Description of the task
Convert all the entries below into a Markdown table with the columns No. and Line. Give each row a number and one line of text, and leave out blank lines.

Excerpts from a pointing dataset
---
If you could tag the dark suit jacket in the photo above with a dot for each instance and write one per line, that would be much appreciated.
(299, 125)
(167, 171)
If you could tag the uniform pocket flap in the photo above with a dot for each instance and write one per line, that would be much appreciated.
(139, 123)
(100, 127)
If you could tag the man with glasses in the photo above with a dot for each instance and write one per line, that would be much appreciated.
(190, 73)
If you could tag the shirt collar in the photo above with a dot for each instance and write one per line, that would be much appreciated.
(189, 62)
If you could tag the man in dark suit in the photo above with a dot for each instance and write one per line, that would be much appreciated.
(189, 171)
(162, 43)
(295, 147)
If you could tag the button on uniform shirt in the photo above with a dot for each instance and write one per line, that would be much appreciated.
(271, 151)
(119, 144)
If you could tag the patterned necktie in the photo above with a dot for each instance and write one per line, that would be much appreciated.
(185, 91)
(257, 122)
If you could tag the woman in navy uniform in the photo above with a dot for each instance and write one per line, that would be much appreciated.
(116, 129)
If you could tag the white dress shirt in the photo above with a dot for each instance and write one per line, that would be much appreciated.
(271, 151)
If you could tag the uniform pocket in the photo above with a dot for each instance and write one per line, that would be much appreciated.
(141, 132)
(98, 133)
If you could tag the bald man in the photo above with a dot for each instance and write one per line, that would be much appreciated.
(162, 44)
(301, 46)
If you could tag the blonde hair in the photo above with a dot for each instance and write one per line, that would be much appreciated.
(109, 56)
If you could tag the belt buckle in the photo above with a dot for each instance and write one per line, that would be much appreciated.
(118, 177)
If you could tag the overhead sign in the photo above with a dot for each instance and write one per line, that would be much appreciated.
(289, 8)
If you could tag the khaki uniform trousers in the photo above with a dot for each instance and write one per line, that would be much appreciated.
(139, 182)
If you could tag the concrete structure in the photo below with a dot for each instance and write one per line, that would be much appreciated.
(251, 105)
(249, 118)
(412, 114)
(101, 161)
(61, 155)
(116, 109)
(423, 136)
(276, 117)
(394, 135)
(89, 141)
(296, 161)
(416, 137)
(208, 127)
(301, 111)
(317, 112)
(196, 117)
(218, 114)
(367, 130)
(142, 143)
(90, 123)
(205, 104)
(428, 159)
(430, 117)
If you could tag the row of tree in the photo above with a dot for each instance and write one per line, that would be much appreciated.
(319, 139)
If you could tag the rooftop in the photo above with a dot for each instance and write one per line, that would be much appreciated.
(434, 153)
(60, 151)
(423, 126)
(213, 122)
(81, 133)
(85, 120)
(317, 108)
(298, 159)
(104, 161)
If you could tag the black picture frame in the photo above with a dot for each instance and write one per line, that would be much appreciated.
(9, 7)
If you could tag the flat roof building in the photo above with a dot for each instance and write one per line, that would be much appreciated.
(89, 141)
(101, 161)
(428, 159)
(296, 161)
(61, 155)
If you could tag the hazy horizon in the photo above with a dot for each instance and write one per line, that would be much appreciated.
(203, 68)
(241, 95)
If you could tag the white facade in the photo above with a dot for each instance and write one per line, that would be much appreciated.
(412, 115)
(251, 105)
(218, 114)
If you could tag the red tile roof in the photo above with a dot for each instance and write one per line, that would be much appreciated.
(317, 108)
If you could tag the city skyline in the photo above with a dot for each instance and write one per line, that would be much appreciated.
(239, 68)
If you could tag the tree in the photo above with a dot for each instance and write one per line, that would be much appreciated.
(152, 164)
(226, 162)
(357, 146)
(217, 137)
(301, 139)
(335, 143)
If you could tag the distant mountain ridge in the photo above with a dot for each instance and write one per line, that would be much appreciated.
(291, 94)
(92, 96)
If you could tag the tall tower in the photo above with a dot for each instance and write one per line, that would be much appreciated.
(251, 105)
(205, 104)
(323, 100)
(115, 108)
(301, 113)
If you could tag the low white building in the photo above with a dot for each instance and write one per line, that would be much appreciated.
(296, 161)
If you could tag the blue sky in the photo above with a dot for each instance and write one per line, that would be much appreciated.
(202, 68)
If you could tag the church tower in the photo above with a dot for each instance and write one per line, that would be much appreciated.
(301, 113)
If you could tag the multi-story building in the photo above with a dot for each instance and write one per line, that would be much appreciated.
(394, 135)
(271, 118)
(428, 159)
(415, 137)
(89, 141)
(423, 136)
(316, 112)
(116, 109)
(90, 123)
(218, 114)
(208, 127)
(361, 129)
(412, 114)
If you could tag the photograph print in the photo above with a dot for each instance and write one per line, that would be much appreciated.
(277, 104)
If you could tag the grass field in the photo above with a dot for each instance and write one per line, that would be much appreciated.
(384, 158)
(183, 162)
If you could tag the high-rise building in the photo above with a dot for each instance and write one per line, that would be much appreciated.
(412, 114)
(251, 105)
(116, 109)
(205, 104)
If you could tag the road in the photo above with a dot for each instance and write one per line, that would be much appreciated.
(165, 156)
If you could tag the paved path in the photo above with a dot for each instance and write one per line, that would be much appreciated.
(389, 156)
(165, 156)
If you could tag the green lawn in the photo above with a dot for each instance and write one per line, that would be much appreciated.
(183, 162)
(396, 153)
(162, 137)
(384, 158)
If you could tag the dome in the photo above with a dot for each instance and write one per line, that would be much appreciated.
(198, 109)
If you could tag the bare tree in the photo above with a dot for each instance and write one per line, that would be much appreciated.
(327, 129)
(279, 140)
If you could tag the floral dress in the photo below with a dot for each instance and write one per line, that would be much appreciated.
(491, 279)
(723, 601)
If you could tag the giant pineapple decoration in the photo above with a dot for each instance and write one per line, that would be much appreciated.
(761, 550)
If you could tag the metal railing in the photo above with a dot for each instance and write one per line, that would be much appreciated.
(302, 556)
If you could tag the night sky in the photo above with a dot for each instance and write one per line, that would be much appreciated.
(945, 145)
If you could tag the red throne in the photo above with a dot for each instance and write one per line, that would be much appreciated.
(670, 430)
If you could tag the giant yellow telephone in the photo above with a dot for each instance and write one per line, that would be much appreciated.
---
Final result
| No. | Line |
|---|---|
| 1 | If you could tag the dark suit jacket in the photo above with a dot for each instance and write one per line, that would be much appreciated. |
| 2 | (299, 125) |
| 3 | (167, 171) |
| 4 | If you could tag the uniform pocket flap in the photo above with a dot for each instance and write one per line, that would be much appreciated. |
| 5 | (139, 123) |
| 6 | (100, 127) |
| 7 | If you could tag the man with glasses in the photo above with a dot for each instance and write one per line, that would be much appreciated. |
| 8 | (190, 73) |
| 9 | If you could tag the shirt collar in the photo above with a dot for each instance and write one per line, that would be much appreciated. |
| 10 | (189, 62) |
| 11 | If you could tag the man in dark suit in the photo above with a dot for each instance and write one per line, that would be much appreciated. |
| 12 | (189, 171) |
| 13 | (162, 43) |
| 14 | (295, 147) |
| 15 | If you could tag the button on uniform shirt in the photo above with a dot for each instance and write one per line, that would be much appreciated. |
| 16 | (271, 151) |
| 17 | (119, 144) |
| 18 | If you could tag the patterned necktie in the photo above with a dot for each instance and write one per line, that would be much appreciated. |
| 19 | (185, 91) |
| 20 | (257, 122) |
| 21 | If you could tag the woman in navy uniform in the photo above with a dot for each instance and write one per line, that would be much appreciated. |
| 22 | (116, 129) |
| 23 | If you could tag the white dress shirt in the photo above with a dot for each instance and write one per line, that would be much appreciated. |
| 24 | (271, 151) |
| 25 | If you could tag the uniform pocket in the photo above with a dot for each instance and write one per line, that would be much appreciated. |
| 26 | (141, 132) |
| 27 | (98, 133) |
| 28 | If you could tag the bald man in the photo above with a dot for each instance and write one per line, that would be much appreciated. |
| 29 | (162, 44) |
| 30 | (301, 46) |
| 31 | If you could tag the blonde hair in the photo above with a dot for each instance and write one per line, that would be much appreciated. |
| 32 | (109, 56) |
| 33 | If you could tag the belt buckle in the photo above with a dot for each instance and write one per line, that would be much appreciated. |
| 34 | (118, 177) |
| 35 | If you could tag the overhead sign in the photo above with a dot for each instance and write one per line, that would be much appreciated. |
| 36 | (289, 8) |
| 37 | If you could tag the khaki uniform trousers in the photo above with a dot for each instance and write one per line, that would be much appreciated. |
| 38 | (139, 182) |
| 39 | If you could tag the concrete structure in the photo below with a dot for each instance and write one per line, that would be much appreciated. |
| 40 | (251, 105) |
| 41 | (249, 118) |
| 42 | (412, 114) |
| 43 | (101, 161) |
| 44 | (61, 155) |
| 45 | (116, 109) |
| 46 | (423, 136) |
| 47 | (276, 117) |
| 48 | (394, 135) |
| 49 | (89, 141) |
| 50 | (296, 161) |
| 51 | (416, 137) |
| 52 | (208, 127) |
| 53 | (301, 111) |
| 54 | (317, 112) |
| 55 | (196, 117) |
| 56 | (218, 114) |
| 57 | (367, 130) |
| 58 | (142, 143) |
| 59 | (90, 123) |
| 60 | (205, 104) |
| 61 | (428, 159) |
| 62 | (430, 117) |
| 63 | If you could tag the row of tree in the photo above with a dot for each instance and write one per line, that would be much appreciated. |
| 64 | (319, 139) |
| 65 | If you could tag the rooftop in the photo above with a dot for each instance and write one per line, that would be much appreciated. |
| 66 | (434, 153) |
| 67 | (60, 151) |
| 68 | (423, 126) |
| 69 | (213, 122) |
| 70 | (81, 133) |
| 71 | (85, 120) |
| 72 | (317, 108) |
| 73 | (298, 159) |
| 74 | (104, 161) |
| 75 | If you could tag the black picture frame in the photo above with a dot for each instance and write one per line, that would be much appreciated. |
| 76 | (9, 7) |
| 77 | If you could tag the flat roof building in the photo above with a dot for each instance and write one per line, that would be much appreciated. |
| 78 | (89, 141) |
| 79 | (101, 161) |
| 80 | (428, 159) |
| 81 | (296, 161) |
| 82 | (61, 155) |
| 83 | If you could tag the hazy horizon in the photo above with a dot for each instance and write one per line, that would be much appreciated. |
| 84 | (203, 68) |
| 85 | (241, 95) |
| 86 | If you could tag the white facade in the photo above with a dot for each instance and write one per line, that would be much appreciated. |
| 87 | (412, 115) |
| 88 | (251, 105) |
| 89 | (218, 114) |
| 90 | If you could tag the red tile roof in the photo above with a dot for each instance and write one per line, that would be much appreciated. |
| 91 | (317, 108) |
| 92 | If you could tag the city skyline in the photo above with a dot for each instance and write one per line, that would be much appreciated. |
| 93 | (239, 68) |
| 94 | If you could tag the tree in the photo above with a dot for each instance and write one per line, that would be much appreciated. |
| 95 | (152, 164) |
| 96 | (226, 162) |
| 97 | (357, 146) |
| 98 | (217, 137) |
| 99 | (301, 139) |
| 100 | (335, 143) |
| 101 | If you could tag the distant mountain ridge in the photo above with a dot for each instance and write one per line, that would be much appreciated. |
| 102 | (291, 94) |
| 103 | (92, 96) |
| 104 | If you could tag the tall tower in the photo above with a dot for each instance and write one per line, that would be much appreciated. |
| 105 | (251, 105) |
| 106 | (205, 104) |
| 107 | (323, 100) |
| 108 | (115, 108) |
| 109 | (301, 113) |
| 110 | If you could tag the low white building in the photo above with a dot for each instance and write one per line, that would be much appreciated. |
| 111 | (296, 161) |
| 112 | If you could tag the blue sky in the photo above with a dot for each instance and write one per line, that would be much appreciated. |
| 113 | (202, 68) |
| 114 | If you could tag the church tower in the photo above with a dot for each instance and write one per line, that would be much appreciated. |
| 115 | (301, 113) |
| 116 | If you could tag the multi-story building in the photo above with a dot for each instance and write one per line, that would be much appreciated. |
| 117 | (394, 135) |
| 118 | (271, 118) |
| 119 | (428, 159) |
| 120 | (415, 137) |
| 121 | (89, 141) |
| 122 | (423, 136) |
| 123 | (316, 112) |
| 124 | (116, 109) |
| 125 | (90, 123) |
| 126 | (218, 114) |
| 127 | (208, 127) |
| 128 | (361, 129) |
| 129 | (412, 114) |
| 130 | If you could tag the photograph print in the photo above with a dot for each instance and write one per line, that would be much appreciated. |
| 131 | (277, 104) |
| 132 | If you could tag the grass field in the photo above with a dot for each instance and write one per line, that would be much appreciated. |
| 133 | (384, 158) |
| 134 | (183, 162) |
| 135 | If you could tag the high-rise building in the photo above with a dot for each instance and write one per line, that would be much appreciated. |
| 136 | (412, 114) |
| 137 | (251, 105) |
| 138 | (116, 109) |
| 139 | (205, 104) |
| 140 | If you could tag the road in the photo above with a dot for each instance and write one per line, that would be much appreciated. |
| 141 | (165, 156) |
| 142 | If you could tag the paved path in the photo above with a dot for each instance and write one per line, that would be much appreciated. |
| 143 | (389, 156) |
| 144 | (165, 156) |
| 145 | If you could tag the green lawn in the photo above with a dot for each instance and write one per line, that would be much appreciated. |
| 146 | (183, 162) |
| 147 | (396, 153) |
| 148 | (162, 137) |
| 149 | (384, 158) |
| 150 | If you could tag the dome in the photo above with a dot for each instance and write one per line, that would be much appreciated. |
| 151 | (198, 109) |
| 152 | If you could tag the bare tree in the photo above with a dot for each instance and write one per line, that would be much appreciated. |
| 153 | (327, 129) |
| 154 | (279, 140) |
| 155 | If you could tag the floral dress in the photo below with a dot for each instance and write one per line, that would be much appreciated. |
| 156 | (491, 279) |
| 157 | (723, 601) |
| 158 | If you could tag the giant pineapple decoration in the photo above with a dot for each instance and write one per line, that would be much appreciated. |
| 159 | (761, 550) |
| 160 | If you could tag the metal railing in the photo above with a dot for each instance and write one per line, that would be much appreciated. |
| 161 | (302, 556) |
| 162 | If you could tag the night sky in the photo above with a dot for each instance and write one per line, that would be much appreciated. |
| 163 | (945, 145) |
| 164 | If you could tag the red throne in the photo above with a dot for each instance and write one per line, that would be much appreciated. |
| 165 | (670, 430) |
| 166 | If you could tag the giant yellow telephone in the photo above with a dot for each instance and write one per line, that would be much appreciated. |